**Task instructions**
How many lines of the listing below contain the string "leaf", with case counting? Reply with the number alone.

**Entries shown**
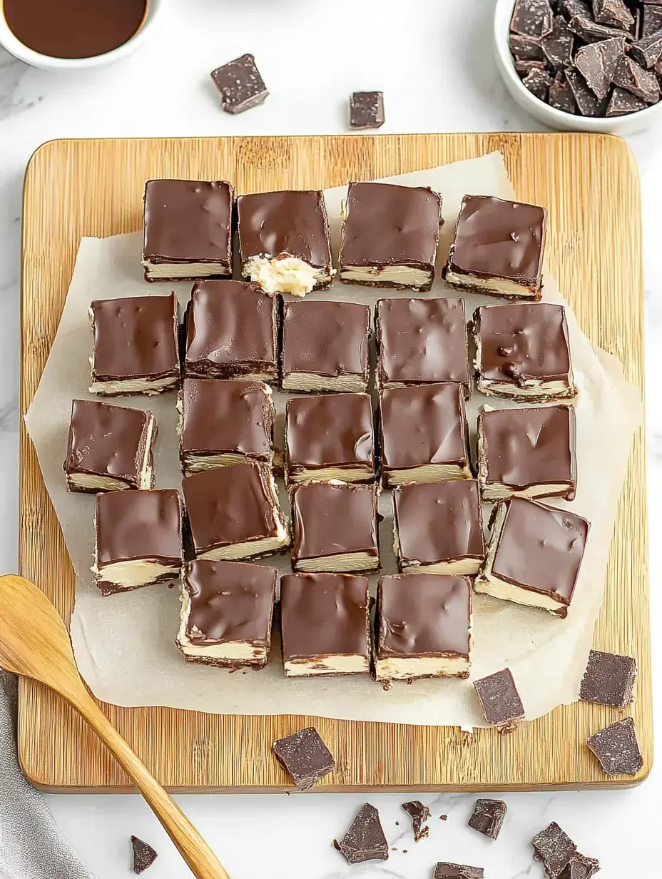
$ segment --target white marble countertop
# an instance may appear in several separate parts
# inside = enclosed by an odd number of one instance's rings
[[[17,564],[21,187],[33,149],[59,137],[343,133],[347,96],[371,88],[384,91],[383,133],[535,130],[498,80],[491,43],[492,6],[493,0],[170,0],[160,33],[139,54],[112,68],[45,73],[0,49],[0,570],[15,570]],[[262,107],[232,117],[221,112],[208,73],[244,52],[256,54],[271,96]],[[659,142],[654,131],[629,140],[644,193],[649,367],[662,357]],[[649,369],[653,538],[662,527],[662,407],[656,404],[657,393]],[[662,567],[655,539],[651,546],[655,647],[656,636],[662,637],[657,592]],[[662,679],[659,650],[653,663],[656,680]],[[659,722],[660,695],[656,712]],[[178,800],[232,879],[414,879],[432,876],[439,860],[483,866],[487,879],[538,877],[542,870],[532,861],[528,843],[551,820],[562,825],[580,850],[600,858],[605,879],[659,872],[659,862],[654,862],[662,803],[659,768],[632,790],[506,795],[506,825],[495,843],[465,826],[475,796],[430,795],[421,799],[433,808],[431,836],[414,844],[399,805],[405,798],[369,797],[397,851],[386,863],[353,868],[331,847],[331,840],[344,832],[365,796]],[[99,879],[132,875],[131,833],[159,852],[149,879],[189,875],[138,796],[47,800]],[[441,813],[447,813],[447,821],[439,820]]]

==

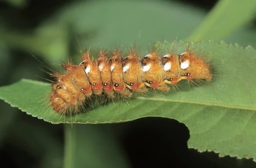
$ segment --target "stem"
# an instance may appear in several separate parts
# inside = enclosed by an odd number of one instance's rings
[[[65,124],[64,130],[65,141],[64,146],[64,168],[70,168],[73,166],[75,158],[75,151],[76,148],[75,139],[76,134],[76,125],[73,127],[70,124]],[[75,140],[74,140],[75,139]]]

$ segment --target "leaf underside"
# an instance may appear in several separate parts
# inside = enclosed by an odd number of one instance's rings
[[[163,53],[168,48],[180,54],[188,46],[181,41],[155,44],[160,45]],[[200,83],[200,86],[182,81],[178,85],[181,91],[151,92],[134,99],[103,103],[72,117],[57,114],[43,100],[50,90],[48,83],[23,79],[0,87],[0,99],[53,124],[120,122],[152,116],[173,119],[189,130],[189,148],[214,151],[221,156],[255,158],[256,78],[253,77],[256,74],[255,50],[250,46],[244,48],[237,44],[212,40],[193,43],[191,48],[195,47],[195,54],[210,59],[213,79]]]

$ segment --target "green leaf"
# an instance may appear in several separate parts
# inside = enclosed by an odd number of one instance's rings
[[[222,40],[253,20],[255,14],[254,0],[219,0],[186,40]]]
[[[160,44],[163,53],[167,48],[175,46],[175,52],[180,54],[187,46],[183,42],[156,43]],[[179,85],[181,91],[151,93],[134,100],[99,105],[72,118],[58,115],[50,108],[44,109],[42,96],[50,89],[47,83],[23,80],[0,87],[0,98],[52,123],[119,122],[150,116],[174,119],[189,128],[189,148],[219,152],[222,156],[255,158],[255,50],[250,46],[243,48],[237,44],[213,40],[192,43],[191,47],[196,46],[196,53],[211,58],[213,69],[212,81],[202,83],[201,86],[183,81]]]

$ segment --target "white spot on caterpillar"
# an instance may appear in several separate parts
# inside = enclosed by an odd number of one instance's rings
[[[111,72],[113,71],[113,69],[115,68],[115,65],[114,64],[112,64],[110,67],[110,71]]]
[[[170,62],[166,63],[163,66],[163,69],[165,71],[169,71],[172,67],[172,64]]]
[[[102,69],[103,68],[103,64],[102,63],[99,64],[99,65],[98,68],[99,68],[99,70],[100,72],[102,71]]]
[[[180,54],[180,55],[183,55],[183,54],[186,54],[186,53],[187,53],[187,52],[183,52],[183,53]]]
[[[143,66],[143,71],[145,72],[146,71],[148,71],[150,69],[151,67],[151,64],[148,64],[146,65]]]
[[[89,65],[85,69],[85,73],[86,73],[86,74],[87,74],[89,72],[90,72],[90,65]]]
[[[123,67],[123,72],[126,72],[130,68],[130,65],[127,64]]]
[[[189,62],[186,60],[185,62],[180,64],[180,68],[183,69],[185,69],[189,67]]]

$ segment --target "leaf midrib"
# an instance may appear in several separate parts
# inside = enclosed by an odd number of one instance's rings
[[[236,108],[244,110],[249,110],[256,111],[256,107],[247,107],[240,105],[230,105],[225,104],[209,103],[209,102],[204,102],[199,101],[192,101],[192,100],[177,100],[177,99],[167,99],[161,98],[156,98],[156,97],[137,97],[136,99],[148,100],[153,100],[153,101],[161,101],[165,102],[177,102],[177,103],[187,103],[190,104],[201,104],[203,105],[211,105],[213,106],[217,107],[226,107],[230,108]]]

**Solution for this problem**
3